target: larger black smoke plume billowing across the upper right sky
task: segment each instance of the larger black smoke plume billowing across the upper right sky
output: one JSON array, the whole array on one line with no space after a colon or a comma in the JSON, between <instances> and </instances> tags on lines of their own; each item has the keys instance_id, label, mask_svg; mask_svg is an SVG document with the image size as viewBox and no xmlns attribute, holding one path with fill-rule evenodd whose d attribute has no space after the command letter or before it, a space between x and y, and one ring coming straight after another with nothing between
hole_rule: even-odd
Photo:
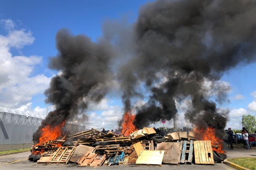
<instances>
[{"instance_id":1,"label":"larger black smoke plume billowing across the upper right sky","mask_svg":"<svg viewBox=\"0 0 256 170\"><path fill-rule=\"evenodd\" d=\"M119 72L125 111L142 95L140 85L151 89L134 124L170 120L177 113L175 100L190 96L186 119L223 129L227 113L216 102L227 101L229 87L219 80L240 63L255 61L255 16L256 2L250 0L157 0L143 6L134 26L136 56ZM212 89L205 82L216 89L216 101L209 99Z\"/></svg>"}]
</instances>

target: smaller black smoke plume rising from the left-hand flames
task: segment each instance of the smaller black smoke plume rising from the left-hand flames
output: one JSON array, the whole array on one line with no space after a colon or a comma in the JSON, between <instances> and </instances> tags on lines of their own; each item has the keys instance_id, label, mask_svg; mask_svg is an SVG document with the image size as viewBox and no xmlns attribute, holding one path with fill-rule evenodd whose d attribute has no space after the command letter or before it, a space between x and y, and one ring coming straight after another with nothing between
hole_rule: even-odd
<instances>
[{"instance_id":1,"label":"smaller black smoke plume rising from the left-hand flames","mask_svg":"<svg viewBox=\"0 0 256 170\"><path fill-rule=\"evenodd\" d=\"M49 112L34 133L34 141L38 141L45 125L59 125L86 109L88 101L99 102L112 79L109 65L113 53L108 42L94 43L84 35L73 36L62 29L56 35L56 46L58 54L51 58L49 68L60 73L44 92L56 109Z\"/></svg>"}]
</instances>

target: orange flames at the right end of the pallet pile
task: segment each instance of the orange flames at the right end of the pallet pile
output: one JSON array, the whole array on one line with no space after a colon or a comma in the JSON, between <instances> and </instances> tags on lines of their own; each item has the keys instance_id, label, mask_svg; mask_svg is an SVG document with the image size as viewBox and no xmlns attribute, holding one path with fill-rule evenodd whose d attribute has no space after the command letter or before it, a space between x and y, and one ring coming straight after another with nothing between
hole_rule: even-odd
<instances>
[{"instance_id":1,"label":"orange flames at the right end of the pallet pile","mask_svg":"<svg viewBox=\"0 0 256 170\"><path fill-rule=\"evenodd\" d=\"M212 150L217 151L218 153L225 153L223 150L223 140L216 136L215 129L212 127L207 127L207 129L204 128L197 128L194 129L195 133L197 133L197 137L200 140L204 141L211 141L212 146L218 146L218 147L212 147Z\"/></svg>"}]
</instances>

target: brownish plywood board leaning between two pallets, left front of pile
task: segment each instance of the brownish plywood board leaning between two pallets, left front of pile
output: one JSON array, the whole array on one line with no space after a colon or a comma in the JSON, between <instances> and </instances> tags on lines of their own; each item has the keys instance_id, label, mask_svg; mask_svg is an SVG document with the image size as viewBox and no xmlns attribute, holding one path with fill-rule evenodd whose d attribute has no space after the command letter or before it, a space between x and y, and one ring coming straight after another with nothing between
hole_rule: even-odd
<instances>
[{"instance_id":1,"label":"brownish plywood board leaning between two pallets, left front of pile","mask_svg":"<svg viewBox=\"0 0 256 170\"><path fill-rule=\"evenodd\" d=\"M76 147L76 150L74 151L73 155L70 158L70 161L78 163L79 160L88 152L93 152L94 147L85 146L80 144Z\"/></svg>"}]
</instances>

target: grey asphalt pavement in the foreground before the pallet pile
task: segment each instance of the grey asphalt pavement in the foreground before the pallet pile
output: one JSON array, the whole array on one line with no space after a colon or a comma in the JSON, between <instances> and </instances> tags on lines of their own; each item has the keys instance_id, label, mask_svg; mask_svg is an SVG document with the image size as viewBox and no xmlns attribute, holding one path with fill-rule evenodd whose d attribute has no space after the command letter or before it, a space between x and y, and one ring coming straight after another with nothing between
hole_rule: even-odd
<instances>
[{"instance_id":1,"label":"grey asphalt pavement in the foreground before the pallet pile","mask_svg":"<svg viewBox=\"0 0 256 170\"><path fill-rule=\"evenodd\" d=\"M28 161L30 152L18 153L8 156L0 156L0 170L95 170L93 167L79 167L77 164L37 164ZM97 169L101 170L234 170L231 167L221 163L215 165L195 165L195 164L180 164L180 165L163 165L162 167L155 166L102 166Z\"/></svg>"}]
</instances>

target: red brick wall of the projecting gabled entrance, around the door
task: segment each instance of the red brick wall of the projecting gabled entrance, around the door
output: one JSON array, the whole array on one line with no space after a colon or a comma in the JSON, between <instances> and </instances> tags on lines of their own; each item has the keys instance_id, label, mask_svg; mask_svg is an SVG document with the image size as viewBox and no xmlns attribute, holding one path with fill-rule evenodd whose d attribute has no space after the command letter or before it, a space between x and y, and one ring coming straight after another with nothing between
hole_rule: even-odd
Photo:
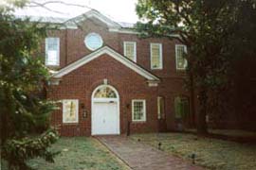
<instances>
[{"instance_id":1,"label":"red brick wall of the projecting gabled entrance, around the door","mask_svg":"<svg viewBox=\"0 0 256 170\"><path fill-rule=\"evenodd\" d=\"M131 132L157 130L156 96L157 87L149 87L146 79L107 55L94 59L79 69L63 77L60 85L49 86L47 97L53 100L79 99L78 124L62 124L63 113L56 110L52 114L52 125L61 126L61 134L66 136L90 135L91 95L94 89L107 78L108 83L119 92L120 132L125 133L127 121L132 122L132 99L146 100L146 123L132 123ZM82 118L81 104L89 114Z\"/></svg>"}]
</instances>

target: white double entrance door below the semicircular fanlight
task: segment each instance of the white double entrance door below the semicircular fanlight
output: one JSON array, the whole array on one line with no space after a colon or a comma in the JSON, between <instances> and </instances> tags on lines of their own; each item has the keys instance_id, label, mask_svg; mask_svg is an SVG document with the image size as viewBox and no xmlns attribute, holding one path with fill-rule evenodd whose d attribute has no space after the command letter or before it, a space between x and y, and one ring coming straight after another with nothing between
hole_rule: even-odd
<instances>
[{"instance_id":1,"label":"white double entrance door below the semicircular fanlight","mask_svg":"<svg viewBox=\"0 0 256 170\"><path fill-rule=\"evenodd\" d=\"M119 134L118 102L94 102L92 135Z\"/></svg>"}]
</instances>

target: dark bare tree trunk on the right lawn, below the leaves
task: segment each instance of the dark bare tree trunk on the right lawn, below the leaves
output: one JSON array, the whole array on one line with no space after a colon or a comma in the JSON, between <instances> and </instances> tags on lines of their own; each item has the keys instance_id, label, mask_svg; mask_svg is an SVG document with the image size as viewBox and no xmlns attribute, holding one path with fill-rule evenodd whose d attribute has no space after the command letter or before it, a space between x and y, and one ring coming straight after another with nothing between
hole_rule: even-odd
<instances>
[{"instance_id":1,"label":"dark bare tree trunk on the right lawn, below the leaves","mask_svg":"<svg viewBox=\"0 0 256 170\"><path fill-rule=\"evenodd\" d=\"M207 115L207 90L206 88L200 89L199 92L199 111L197 115L197 133L198 134L207 134L207 122L206 122L206 115Z\"/></svg>"}]
</instances>

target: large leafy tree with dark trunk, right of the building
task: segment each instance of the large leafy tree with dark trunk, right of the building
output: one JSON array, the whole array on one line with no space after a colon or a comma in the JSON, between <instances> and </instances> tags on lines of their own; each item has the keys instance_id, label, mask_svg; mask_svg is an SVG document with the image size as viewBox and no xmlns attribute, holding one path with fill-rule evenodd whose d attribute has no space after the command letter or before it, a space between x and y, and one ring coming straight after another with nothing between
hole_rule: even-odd
<instances>
[{"instance_id":1,"label":"large leafy tree with dark trunk, right of the building","mask_svg":"<svg viewBox=\"0 0 256 170\"><path fill-rule=\"evenodd\" d=\"M240 57L236 50L245 51L234 43L247 42L254 34L253 31L245 33L246 29L255 28L255 25L249 26L252 18L245 22L241 17L247 13L246 8L255 16L252 0L138 0L137 14L144 23L137 23L137 29L142 37L167 37L188 47L189 85L199 94L199 132L207 130L206 114L214 104L211 96L216 94L218 97L219 92L229 90L232 64L235 57ZM243 23L248 27L244 28ZM238 30L242 30L240 34L244 33L243 40L238 38Z\"/></svg>"}]
</instances>

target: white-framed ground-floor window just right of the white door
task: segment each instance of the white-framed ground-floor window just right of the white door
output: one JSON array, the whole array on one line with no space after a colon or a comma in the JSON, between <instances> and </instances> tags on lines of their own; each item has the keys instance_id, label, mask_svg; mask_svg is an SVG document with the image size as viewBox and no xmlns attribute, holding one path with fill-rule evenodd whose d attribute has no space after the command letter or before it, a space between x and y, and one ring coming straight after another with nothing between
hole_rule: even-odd
<instances>
[{"instance_id":1,"label":"white-framed ground-floor window just right of the white door","mask_svg":"<svg viewBox=\"0 0 256 170\"><path fill-rule=\"evenodd\" d=\"M133 121L144 122L146 121L146 101L145 100L133 100Z\"/></svg>"}]
</instances>

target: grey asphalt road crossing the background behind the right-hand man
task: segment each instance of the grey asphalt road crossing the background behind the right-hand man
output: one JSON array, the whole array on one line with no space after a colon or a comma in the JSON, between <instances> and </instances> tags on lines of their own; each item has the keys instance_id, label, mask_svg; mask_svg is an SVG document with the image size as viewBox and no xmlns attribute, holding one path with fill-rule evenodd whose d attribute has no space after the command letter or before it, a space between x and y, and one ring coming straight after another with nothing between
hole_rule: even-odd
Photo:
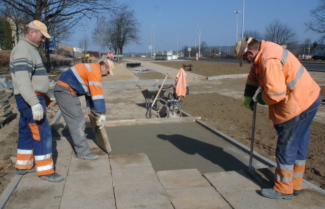
<instances>
[{"instance_id":1,"label":"grey asphalt road crossing the background behind the right-hand man","mask_svg":"<svg viewBox=\"0 0 325 209\"><path fill-rule=\"evenodd\" d=\"M179 57L178 59L184 59L184 60L193 60L194 58L188 58L188 57ZM201 61L207 61L207 62L224 62L224 63L239 63L237 59L212 59L212 58L202 58ZM316 71L316 72L325 72L325 62L319 62L319 63L310 63L310 62L303 62L301 61L303 66L308 71ZM250 65L246 62L244 62L244 65Z\"/></svg>"}]
</instances>

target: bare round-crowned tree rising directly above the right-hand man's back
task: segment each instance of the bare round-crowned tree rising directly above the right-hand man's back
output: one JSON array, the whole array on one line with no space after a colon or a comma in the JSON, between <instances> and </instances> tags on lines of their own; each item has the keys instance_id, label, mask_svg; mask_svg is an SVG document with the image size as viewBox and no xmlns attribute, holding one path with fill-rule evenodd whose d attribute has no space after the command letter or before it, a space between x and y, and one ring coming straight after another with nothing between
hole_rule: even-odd
<instances>
[{"instance_id":1,"label":"bare round-crowned tree rising directly above the right-hand man's back","mask_svg":"<svg viewBox=\"0 0 325 209\"><path fill-rule=\"evenodd\" d=\"M265 40L286 45L287 48L294 48L298 43L296 31L279 19L273 20L265 27Z\"/></svg>"}]
</instances>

### Work to complete
Go through the data and show every line where "task" occurs.

### Response to the exercise
task: segment each instance of the larger black smoke plume billowing across the upper right sky
task: segment each instance of the smaller black smoke plume rising from the left-hand flames
task: segment each instance of the orange flames at the right end of the pallet pile
task: segment each instance of the brownish plywood board leaning between two pallets, left front of pile
task: segment each instance of the grey asphalt pavement in the foreground before the pallet pile
task: segment each instance of the red brick wall of the projecting gabled entrance, around the door
task: segment each instance of the white double entrance door below the semicircular fanlight
task: segment each instance of the dark bare tree trunk on the right lawn, below the leaves
task: segment each instance of the large leafy tree with dark trunk, right of the building
task: segment each instance of the white-framed ground-floor window just right of the white door
task: segment each instance of the grey asphalt road crossing the background behind the right-hand man
task: segment each instance of the bare round-crowned tree rising directly above the right-hand man's back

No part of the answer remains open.